» Texte cité
_ _ _ _

II –La mise en œuvre du Contrat : une anihliation totale de l’individu
Negan ne peut pas tuer tout le monde. Par ailleurs, quelle raison d’être aurait un État sans individus à soumettre ? Il doit, cependant, avant de les soumettre, faire accepter la servitude à tous.
Quel meilleur moyen que le reconditionnement psychologique par la terreur. Dans l’épisode, tout cela s’analyser autour du regard de Rick, qui va constituer l’axe principal de l’épisode. D’abord, on constate un regard de défi qui s’accompagne avec des menaces de morts à l’encontre de Negan. Rick veut se venger après que Negan en est fini de ces basses-œuvres. Ce dernier sera mécontent du ton de défiance pris par Rick. N’a-t-il pas retenu la leçon avec la mort d’Abraham ? Ne l’a-t-il pas aussi retenu, lorsque Daryl a osé se révolter coûtant indirectement la vie à Glenn ? Negan emmène donc l’ancien policier pour un tour en caravane afin de lui faire changer les idées.
La scène de la caravane est marquée par plusieurs points notables :
Tout d’abord, le désarmement de Rick, Negan lui a pris sa hachette. En autre, Negan rappelle à Rick, que désormais, il est nu sans son arme. Cette dernière est, dès lors, propriété de Negan. Dans sa perfidie, le fou à la batte de baseball exhibe son attirail, lui il est armé, Rick ne l’est pas.
Cette partie de cette scène, représente l’allégorie d’une Société –préalablement – désarmée par l’État. Une Société désarmée est une Société exposée, donc une Société soumise à un État s’octroyant le droit à la violence « légitime ». Par cette « violence légitime », l’État de facto va étouffer toute tentative de révolte. Une Société désarmée est une Société qui ne se défend pas.
Puis, c’est la question de la Propriété qui se pose. En effet, Negan va toucher à ce point sensible en rappelant à Rick que plus rien ne lui appartient. Tout désormais appartient à Negan, autrement dit à l’État Léviathan.
Comme tout propriétaire, il dispose comme bon lui semble de ses biens, le fait que Negan lance la hachette, à l’extérieur de la caravane au milieu des morts-vivants, tout juste spoliée à Rick, en est un exemple flagrant. La logique va plus loin, puisque va se poser également la question de la condition des individus. En effet, Negan va creuser plus loin son raisonnement de spoliateur, aussi détraqué qu’il soit, si les choses de la bande de Rick ne leurs appartient plus, leur propre personne, c’est à dire dire leur individualité leur appartienne plus aussi ! Désormais, tel un servage Rick et les rescapés sont les serfs de Negan. Autrement dit, bien qu’ils n’aient pas de chaînes autour du cou, ils sont moralement réduits en esclavage. Toute tentative de résistance équivaudra à la peine capitale.

_ _ _ _

(Entrées de données collectées)
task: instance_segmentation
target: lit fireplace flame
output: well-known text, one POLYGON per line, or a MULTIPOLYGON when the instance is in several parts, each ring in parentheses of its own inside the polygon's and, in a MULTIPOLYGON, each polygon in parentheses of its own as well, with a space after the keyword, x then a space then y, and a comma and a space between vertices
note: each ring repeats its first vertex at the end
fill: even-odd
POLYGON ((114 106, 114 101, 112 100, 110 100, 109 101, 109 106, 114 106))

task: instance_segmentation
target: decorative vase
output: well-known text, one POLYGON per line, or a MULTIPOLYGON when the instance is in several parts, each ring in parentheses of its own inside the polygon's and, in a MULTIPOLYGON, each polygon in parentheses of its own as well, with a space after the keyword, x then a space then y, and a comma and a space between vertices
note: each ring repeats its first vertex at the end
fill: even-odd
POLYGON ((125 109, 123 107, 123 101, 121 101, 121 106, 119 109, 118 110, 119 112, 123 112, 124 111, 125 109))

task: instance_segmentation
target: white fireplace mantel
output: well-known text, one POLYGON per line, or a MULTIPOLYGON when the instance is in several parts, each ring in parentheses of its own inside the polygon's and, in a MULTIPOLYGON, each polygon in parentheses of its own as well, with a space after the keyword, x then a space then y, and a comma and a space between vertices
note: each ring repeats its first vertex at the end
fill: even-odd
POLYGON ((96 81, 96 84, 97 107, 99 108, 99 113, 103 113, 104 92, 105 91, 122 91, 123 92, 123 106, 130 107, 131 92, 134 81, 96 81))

_ _ _ _

» Consigne écrite A
D'après l'extrait sur Negan et Rick, que fait Negan de la hachette prise à Rick ?
» Consigne écrite B
Résumez l'extrait sur Negan et Rick en deux phrases.
» Consigne écrite C
Prolongez l'extrait sur Negan et Rick en reprenant après sa dernière phrase.

» Réponse attendue A
Il la lance hors de la caravane, au milieu des morts-vivants.

» Réponse attendue B
Ne pouvant tuer tout le monde, Negan doit faire accepter la servitude par un reconditionnement psychologique par la terreur, et il emmène Rick dans une caravane après le regard de défi de ce dernier. Dans cette scène, le désarmement de Rick figure une Société désarmée par l'État, et Negan rappelle que tout lui appartient désormais, jusqu'à la personne des rescapés, moralement réduits en esclavage.

» Réponse attendue C
On retrouve cette subordination poussée à l’extrême dans les contrats sociaux de Hobbes et Rousseau, les Hommes appartenant ad aeternam à l’État, à moins d’y mourir physiquement –voir socialement (mort civile). Tout devient ainsi, un « corps un et indivisible » propriété exclusive de l’État. Dans la série « Alexandria » (NDRL : La communauté de Rick) devra « louer ses bras » pour le compte de l’État-Negan, c’est à dire lui fournir une quantité de ressources données en travaillant gratuitement pour Negan.
La métaphore de la perte de la propriété de leur propre personne des membres de la communauté d’Alexandria se retrouve, également, dans ce passage où Negan lance, la hache spoliée au milieu des morts-vivants et demande à son Rick –esclave d’aller la cherche, à peine d’une mort pour lui et les siens. Notons toujours la disproportion dans les menaces de l’État sur ses sujets. Rick s’exécutera, après quelques hésitations.
Negan n’est pas satisfait, Rick semble toujours le défier, la violence physique et la dissuasion semblent ne plus fonctionner. Il faut alors passer par un conditionnement psychologique.
On peut, également se poser la question lorsque l’homme à la batte massacre Abraham et Glenn, ne dispose pas t-il de ses nouveaux biens ?
Rousseau dans son « Contrat social » imaginait que pour atteindre sa « Société parfaite », il fallait passer par un changement de la nature même des êtres humains, à l’image des États totalitaires. Dans tous les cas, l’État se veut être, au moins en partie, le chef d’orchestre de la vie des individus.
Negan a très bien compris la chose, l’épisode se conclut par une-ultime-torture psychologique pour Rick et par ricochet aux rescapés de la folie de Negan : faire trancher le bras de Carl par son propre père, Rick.
C’est à ce moment crucial de l’épisode, que le regard de Rick s’est décidé de changer, en passant d’un regard de défiance, à un regard perdu et apeuré. Negan a gagné son pari, le changement de nature est opéré.
Pour Rick et les autres rescapés la soumission à l’État-Léviathan est acceptée. Un peu comme le chien de Pavlov, le tyran se retrouve propulsé en divinité à qui on lui doit, désormais, un reflexe d’obéissance. C’est ainsi qu’on change la nature de l’Homme.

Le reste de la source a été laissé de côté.